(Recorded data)
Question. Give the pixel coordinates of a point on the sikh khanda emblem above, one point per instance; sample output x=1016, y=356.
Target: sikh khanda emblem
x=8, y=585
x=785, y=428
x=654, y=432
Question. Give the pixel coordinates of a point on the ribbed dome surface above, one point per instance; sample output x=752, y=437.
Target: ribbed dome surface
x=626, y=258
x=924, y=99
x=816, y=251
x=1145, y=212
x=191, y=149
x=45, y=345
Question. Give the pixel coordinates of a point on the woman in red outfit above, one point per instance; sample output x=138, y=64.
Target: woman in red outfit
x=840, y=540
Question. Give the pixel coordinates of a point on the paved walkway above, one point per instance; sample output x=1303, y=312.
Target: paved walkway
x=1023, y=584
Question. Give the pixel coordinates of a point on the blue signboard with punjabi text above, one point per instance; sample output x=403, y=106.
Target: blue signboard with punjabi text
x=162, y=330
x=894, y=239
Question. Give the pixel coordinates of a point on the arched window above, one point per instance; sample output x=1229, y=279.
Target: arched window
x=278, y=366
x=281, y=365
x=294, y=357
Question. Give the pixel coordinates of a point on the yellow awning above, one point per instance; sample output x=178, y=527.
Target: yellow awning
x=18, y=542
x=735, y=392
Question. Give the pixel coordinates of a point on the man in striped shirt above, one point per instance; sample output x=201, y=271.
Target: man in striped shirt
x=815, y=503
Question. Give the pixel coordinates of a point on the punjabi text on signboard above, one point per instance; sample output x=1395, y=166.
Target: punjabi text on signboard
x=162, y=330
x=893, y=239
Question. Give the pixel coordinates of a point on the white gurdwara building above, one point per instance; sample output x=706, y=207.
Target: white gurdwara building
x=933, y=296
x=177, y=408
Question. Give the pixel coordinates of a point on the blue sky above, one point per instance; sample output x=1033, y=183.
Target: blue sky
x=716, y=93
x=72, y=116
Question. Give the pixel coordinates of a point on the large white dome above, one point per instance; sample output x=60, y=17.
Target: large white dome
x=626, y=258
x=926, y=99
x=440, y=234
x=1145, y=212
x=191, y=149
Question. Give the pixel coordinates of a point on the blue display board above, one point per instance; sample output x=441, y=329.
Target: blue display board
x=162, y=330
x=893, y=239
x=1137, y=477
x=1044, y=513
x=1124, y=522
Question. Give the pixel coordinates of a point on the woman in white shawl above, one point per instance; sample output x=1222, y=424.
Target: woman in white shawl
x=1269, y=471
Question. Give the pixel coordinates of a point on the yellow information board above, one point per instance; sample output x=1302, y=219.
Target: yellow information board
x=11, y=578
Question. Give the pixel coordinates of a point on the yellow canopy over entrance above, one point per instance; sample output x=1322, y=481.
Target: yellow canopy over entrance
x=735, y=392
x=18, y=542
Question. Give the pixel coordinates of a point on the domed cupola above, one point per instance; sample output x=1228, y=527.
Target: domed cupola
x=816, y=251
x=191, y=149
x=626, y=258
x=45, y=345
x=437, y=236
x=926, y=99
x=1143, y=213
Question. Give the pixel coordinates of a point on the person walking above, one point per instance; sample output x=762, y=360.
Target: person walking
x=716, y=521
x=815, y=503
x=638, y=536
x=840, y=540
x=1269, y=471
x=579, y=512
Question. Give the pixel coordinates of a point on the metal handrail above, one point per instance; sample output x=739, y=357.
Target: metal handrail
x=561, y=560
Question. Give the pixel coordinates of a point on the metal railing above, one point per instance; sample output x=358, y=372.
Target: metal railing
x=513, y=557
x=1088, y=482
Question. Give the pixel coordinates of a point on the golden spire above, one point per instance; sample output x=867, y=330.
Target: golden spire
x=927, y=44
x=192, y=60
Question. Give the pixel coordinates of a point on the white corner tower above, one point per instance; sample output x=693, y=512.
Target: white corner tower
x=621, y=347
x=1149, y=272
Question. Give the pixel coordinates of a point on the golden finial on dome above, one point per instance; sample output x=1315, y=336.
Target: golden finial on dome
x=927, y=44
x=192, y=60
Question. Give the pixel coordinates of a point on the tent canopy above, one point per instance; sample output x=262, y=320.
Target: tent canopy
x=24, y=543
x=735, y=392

◆ WHAT IS BEING ASKED
Rewrite all of the entries above, putting "image coordinates" in place of every occurrence of "pixel coordinates" and keeping everything else the same.

◆ TASK OUTPUT
Question. Give the image coordinates of a point on the sikh khanda emblem above, one point per instance; sample output x=1016, y=356.
Target: sikh khanda emblem
x=8, y=585
x=785, y=428
x=654, y=432
Question. Give the image coordinates of a point on the ribbed dome surface above, one point per instance; sample output x=752, y=437.
Target: ribbed dome surface
x=626, y=258
x=924, y=99
x=816, y=251
x=1145, y=212
x=191, y=149
x=45, y=345
Question. Give the image coordinates of a point on the woman in red outfit above, one point per instance; sample output x=138, y=64.
Target: woman in red outfit
x=840, y=540
Question. Give the image coordinates of a point on the paved walkway above, one point per instance; sample output x=1303, y=312.
Target: paved walkway
x=1023, y=584
Question. Give the image coordinates of a point on the blue signboard with punjabi text above, one point per instance; sample output x=403, y=106.
Target: blue signboard with punjabi text
x=162, y=330
x=894, y=239
Question. Give the image coordinates of a point on the arched window above, one point per instance; sample output x=1229, y=279.
Target: arched window
x=278, y=366
x=281, y=365
x=294, y=357
Question. Give the image coordinates of a point on the yellow awning above, one point per instance; sample output x=178, y=527.
Target: yellow awning
x=18, y=542
x=735, y=392
Question. Give the image coordinates of a point on the man in striped shirt above, one point per instance; sample output x=201, y=271.
Target: man in striped shirt
x=815, y=503
Question. Give the image coordinates of a point on the punjabi text on signboard above, one point per instance; sample output x=1395, y=166.
Target: punjabi text on signboard
x=162, y=330
x=893, y=239
Question. Give the image coordinates of a point on the white gurdwara building above, one point per instance; sample output x=706, y=207.
Target: white gurdwara building
x=933, y=296
x=177, y=408
Question. Give the image coordinates of a point on the blue sky above, one point per instance; sample output x=1033, y=183.
Target: blue sky
x=716, y=93
x=72, y=116
Question. Give the image coordinates of a point on the large white dome above, one point per instance; sample output x=60, y=17.
Target: large white dome
x=626, y=258
x=926, y=99
x=440, y=234
x=1145, y=212
x=191, y=149
Question. Give the image coordinates of a point on the blue display board above, one point per instance; sample output x=441, y=329.
Target: blue display board
x=162, y=330
x=893, y=239
x=1137, y=477
x=1044, y=513
x=1124, y=522
Question. Give the image coordinates of a point on the woman in white shawl above, one point per instance; sample output x=1222, y=424.
Target: woman in white shawl
x=1269, y=471
Question. Give the image coordinates of a point on the yellow information board above, one point per instance; sample output x=1302, y=219.
Target: yellow information board
x=11, y=578
Question. Give the image coordinates of a point on the yellow canopy over entrance above, one point per instance; sample output x=1322, y=481.
Target: yellow canopy over entrance
x=735, y=392
x=18, y=542
Question. Give the image coordinates of a point on the domed cupola above, one point per instance; sample output x=1228, y=527.
Target: domed cupola
x=816, y=251
x=191, y=149
x=626, y=258
x=45, y=345
x=437, y=236
x=926, y=99
x=1143, y=213
Question. Give the image coordinates of a point on the person walking above, one point per instance; sample output x=762, y=360.
Target: person walking
x=716, y=521
x=815, y=503
x=638, y=536
x=840, y=540
x=1269, y=471
x=579, y=512
Question. Give the image coordinates of a point on the metal handrail above, one point per instance; sample output x=739, y=357.
Target: metal handrail
x=561, y=560
Question. Give the image coordinates of a point on the metal railing above, one point per instance; sample output x=358, y=372.
Target: metal railing
x=513, y=557
x=1088, y=482
Question. Give the image coordinates of a point on the golden spire above, one point per instance; sample output x=867, y=330.
Target: golden spire
x=927, y=44
x=192, y=60
Question. Give the image coordinates of a point on the white corner tower above, one point per instance; sample output x=693, y=512.
Target: white corner tower
x=621, y=347
x=1149, y=272
Question. Give the image coordinates of a point on the golden finial on dome above, one point per instance; sample output x=1315, y=336.
Target: golden finial on dome
x=927, y=44
x=192, y=60
Question. Give the image coordinates of a point on the tent canopy above, one point per instance; sample output x=262, y=320.
Target: tent canopy
x=24, y=543
x=735, y=392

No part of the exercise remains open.